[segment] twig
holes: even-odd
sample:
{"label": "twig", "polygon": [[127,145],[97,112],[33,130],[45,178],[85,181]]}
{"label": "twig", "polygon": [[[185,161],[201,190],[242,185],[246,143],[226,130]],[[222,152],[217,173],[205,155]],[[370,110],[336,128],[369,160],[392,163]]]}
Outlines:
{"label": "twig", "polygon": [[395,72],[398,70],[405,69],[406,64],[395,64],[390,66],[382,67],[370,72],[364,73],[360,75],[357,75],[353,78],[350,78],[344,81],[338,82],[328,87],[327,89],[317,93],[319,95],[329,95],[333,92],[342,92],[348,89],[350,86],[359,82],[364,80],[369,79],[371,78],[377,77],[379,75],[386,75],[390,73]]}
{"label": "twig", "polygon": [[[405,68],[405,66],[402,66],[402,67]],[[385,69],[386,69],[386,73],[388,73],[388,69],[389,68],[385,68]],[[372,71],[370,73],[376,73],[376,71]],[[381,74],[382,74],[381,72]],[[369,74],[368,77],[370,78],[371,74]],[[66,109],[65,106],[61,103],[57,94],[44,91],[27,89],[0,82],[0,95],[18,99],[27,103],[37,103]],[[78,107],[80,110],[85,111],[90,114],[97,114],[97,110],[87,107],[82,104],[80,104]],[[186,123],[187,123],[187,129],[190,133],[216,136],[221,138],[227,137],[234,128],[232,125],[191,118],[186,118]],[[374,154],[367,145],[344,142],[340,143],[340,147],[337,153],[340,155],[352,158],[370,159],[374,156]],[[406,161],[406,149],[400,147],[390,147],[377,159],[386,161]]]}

--

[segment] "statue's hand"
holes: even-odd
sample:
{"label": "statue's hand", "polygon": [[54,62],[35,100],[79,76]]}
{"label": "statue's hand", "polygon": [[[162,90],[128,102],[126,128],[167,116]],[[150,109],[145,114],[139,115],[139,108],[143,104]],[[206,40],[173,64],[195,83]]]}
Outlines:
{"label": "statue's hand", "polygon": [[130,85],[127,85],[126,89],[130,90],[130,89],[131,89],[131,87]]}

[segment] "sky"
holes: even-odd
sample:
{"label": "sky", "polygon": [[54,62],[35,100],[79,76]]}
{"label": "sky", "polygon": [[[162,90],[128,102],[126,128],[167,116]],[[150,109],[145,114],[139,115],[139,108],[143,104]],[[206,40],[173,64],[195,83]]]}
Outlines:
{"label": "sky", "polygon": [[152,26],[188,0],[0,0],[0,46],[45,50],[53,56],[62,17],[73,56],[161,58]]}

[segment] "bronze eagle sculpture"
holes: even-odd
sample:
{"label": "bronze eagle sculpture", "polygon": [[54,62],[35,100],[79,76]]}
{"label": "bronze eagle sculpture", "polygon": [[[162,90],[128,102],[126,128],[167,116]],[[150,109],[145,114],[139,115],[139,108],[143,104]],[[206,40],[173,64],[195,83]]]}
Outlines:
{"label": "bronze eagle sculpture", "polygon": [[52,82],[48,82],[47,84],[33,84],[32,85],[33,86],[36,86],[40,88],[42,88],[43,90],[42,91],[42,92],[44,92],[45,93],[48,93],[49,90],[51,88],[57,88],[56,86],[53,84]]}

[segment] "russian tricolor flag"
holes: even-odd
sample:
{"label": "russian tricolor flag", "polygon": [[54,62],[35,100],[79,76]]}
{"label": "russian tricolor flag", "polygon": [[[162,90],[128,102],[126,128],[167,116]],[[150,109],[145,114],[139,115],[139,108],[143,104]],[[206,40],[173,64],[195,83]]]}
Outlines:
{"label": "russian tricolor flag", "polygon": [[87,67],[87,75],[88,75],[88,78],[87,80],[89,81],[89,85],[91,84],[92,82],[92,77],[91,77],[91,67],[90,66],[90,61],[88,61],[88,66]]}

**What you have to do:** Pull out every line of the entries above that contains the string "russian", matching case exactly.

**The solution:**
[segment] "russian tricolor flag"
{"label": "russian tricolor flag", "polygon": [[54,62],[35,100],[79,76]]}
{"label": "russian tricolor flag", "polygon": [[[162,90],[128,102],[126,128],[167,116]],[[150,109],[145,114],[139,115],[139,108],[143,104]],[[206,40],[173,64],[195,83]]]}
{"label": "russian tricolor flag", "polygon": [[87,67],[87,75],[88,75],[88,78],[87,80],[89,81],[89,85],[91,84],[92,82],[92,77],[91,77],[91,67],[90,66],[90,61],[88,61],[88,66]]}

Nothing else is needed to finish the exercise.